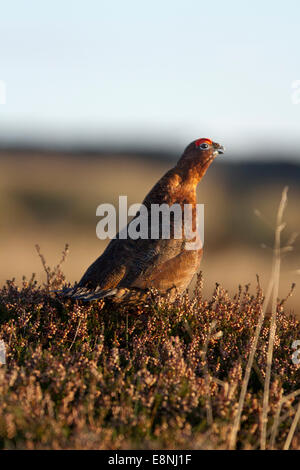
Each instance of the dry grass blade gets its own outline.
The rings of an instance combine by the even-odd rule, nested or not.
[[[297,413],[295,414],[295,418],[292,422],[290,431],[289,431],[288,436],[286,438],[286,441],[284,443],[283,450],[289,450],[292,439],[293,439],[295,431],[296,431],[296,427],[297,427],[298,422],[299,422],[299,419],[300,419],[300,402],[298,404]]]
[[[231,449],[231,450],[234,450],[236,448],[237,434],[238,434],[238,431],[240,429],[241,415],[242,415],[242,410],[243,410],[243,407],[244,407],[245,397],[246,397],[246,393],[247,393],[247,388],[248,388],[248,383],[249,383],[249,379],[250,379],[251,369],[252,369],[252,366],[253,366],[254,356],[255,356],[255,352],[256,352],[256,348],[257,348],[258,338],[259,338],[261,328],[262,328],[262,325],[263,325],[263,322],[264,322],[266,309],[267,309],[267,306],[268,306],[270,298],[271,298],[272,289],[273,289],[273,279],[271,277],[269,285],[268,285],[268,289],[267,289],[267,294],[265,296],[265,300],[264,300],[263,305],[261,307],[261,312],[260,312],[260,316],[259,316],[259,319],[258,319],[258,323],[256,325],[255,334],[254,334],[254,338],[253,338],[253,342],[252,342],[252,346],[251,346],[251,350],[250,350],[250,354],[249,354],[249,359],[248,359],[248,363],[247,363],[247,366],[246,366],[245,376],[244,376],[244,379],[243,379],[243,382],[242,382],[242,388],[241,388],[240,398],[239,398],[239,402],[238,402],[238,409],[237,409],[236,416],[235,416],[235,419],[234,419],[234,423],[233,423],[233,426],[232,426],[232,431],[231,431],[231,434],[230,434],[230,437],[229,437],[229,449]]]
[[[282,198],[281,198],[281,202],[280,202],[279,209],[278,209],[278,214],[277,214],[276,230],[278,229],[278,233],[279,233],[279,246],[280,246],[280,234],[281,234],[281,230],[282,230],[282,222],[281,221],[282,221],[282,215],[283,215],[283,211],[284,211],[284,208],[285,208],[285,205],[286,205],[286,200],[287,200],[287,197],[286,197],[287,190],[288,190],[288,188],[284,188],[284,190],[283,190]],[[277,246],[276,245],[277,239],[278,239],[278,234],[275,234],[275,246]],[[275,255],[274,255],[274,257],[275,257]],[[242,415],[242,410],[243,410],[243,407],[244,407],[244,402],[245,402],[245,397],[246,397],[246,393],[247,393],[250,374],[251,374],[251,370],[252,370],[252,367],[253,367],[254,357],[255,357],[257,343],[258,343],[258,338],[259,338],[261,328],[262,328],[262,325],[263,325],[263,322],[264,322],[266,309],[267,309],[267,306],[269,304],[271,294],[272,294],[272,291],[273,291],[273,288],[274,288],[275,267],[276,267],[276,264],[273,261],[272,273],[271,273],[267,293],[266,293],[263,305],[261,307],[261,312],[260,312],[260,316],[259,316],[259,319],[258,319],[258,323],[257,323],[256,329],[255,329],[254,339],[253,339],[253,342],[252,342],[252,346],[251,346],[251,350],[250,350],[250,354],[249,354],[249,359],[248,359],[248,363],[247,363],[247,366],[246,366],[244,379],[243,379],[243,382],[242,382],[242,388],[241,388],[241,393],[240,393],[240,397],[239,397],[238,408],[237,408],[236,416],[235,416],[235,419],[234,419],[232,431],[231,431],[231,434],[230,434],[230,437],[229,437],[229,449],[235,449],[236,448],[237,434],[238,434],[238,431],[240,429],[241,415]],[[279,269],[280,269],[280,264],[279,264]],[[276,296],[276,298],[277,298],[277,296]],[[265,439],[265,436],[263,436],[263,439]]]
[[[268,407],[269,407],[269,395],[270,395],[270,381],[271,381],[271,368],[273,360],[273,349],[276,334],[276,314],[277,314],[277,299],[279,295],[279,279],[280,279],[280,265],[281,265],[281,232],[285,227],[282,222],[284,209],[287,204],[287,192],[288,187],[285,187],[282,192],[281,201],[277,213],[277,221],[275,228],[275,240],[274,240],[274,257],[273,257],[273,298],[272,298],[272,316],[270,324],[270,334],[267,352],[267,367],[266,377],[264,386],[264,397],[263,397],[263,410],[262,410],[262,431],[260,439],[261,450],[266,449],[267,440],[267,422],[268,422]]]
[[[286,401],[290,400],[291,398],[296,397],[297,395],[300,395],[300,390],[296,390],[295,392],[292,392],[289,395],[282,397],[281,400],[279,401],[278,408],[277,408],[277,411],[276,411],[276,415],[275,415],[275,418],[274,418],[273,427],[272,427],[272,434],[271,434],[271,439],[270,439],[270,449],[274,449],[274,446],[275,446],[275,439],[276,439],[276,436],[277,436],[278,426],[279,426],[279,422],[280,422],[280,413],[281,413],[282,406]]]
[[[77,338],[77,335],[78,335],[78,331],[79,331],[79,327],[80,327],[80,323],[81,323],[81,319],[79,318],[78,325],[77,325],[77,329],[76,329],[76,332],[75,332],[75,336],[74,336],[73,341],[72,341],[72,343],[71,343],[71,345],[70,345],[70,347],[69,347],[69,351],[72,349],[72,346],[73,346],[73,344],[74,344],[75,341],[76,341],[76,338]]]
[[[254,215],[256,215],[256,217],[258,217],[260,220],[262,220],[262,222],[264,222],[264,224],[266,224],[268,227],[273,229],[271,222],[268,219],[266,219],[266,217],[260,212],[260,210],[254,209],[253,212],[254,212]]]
= = = = =
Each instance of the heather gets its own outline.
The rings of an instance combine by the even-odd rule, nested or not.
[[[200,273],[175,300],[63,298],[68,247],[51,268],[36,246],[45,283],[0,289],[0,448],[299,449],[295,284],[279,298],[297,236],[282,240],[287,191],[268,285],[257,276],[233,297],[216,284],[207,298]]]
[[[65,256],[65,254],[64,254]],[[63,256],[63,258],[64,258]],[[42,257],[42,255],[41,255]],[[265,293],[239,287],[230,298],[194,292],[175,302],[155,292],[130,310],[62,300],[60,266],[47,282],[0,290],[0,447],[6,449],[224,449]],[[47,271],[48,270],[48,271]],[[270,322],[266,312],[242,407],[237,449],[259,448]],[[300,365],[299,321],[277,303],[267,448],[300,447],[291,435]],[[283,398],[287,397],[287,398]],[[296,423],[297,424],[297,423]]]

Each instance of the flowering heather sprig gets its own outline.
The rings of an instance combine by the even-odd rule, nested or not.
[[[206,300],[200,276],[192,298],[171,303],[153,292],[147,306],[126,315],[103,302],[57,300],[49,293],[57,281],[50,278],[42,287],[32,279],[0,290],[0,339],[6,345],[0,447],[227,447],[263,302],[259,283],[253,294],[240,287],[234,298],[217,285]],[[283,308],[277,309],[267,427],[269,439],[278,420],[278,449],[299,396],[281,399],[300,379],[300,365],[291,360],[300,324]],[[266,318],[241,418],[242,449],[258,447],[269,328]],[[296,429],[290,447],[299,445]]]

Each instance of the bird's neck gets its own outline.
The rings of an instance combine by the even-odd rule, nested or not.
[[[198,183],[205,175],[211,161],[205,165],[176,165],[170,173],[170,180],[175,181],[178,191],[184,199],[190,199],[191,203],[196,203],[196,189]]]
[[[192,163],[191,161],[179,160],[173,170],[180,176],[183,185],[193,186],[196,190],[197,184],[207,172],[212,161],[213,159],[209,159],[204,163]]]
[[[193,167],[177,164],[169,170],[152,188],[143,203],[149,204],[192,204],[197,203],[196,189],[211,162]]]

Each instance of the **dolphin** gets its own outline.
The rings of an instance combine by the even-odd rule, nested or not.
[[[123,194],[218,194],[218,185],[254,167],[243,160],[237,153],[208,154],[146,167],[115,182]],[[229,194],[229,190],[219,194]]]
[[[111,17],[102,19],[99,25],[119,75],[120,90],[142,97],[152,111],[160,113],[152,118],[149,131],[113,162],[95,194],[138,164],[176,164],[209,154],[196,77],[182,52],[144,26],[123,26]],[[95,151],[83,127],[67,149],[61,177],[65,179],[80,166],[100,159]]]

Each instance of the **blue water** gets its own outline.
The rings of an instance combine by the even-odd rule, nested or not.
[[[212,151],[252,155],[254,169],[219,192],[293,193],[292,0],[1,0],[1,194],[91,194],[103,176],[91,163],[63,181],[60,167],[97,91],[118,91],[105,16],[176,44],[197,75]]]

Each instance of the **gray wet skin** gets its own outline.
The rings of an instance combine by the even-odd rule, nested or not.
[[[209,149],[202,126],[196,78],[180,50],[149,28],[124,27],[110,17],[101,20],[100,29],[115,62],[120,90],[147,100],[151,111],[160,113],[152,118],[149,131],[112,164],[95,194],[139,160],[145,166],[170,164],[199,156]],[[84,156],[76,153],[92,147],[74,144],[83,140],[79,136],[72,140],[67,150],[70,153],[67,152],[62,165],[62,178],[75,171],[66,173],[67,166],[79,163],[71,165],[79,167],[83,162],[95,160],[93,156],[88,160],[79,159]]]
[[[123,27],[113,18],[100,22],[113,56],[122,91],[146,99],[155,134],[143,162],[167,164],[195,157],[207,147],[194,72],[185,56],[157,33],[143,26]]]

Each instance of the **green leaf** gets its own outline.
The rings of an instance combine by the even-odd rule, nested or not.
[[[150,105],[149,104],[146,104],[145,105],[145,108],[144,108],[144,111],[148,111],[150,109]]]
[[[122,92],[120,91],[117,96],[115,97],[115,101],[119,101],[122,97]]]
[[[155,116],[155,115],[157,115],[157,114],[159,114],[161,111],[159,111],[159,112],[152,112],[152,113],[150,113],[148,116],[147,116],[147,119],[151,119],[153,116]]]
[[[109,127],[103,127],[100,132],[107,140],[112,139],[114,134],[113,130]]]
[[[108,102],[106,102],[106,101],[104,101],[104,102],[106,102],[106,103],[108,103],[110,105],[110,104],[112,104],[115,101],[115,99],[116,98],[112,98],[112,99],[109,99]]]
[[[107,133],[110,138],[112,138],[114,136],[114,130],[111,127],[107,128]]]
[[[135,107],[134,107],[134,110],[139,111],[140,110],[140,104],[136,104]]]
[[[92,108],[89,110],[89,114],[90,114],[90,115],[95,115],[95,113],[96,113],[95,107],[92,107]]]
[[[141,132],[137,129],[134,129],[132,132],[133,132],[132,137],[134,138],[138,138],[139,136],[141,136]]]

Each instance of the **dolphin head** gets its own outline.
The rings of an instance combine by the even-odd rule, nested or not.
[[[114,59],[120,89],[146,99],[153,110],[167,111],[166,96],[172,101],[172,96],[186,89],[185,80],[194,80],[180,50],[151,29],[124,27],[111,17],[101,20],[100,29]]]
= = = = =
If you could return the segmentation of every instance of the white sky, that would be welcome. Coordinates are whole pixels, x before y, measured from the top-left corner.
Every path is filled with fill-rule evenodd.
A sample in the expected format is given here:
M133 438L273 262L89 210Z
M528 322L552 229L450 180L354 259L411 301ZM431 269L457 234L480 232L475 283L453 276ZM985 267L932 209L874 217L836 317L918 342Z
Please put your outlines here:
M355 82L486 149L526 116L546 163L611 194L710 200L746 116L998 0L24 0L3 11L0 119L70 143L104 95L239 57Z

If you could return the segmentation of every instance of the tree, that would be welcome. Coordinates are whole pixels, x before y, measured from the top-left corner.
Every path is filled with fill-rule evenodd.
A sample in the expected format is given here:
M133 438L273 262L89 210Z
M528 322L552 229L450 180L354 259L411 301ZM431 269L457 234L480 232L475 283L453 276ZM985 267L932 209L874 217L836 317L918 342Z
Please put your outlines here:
= = = = =
What the task asks: Go line by line through the material and count the lines holding the word "whole". State only the total.

Answer to the exercise: 2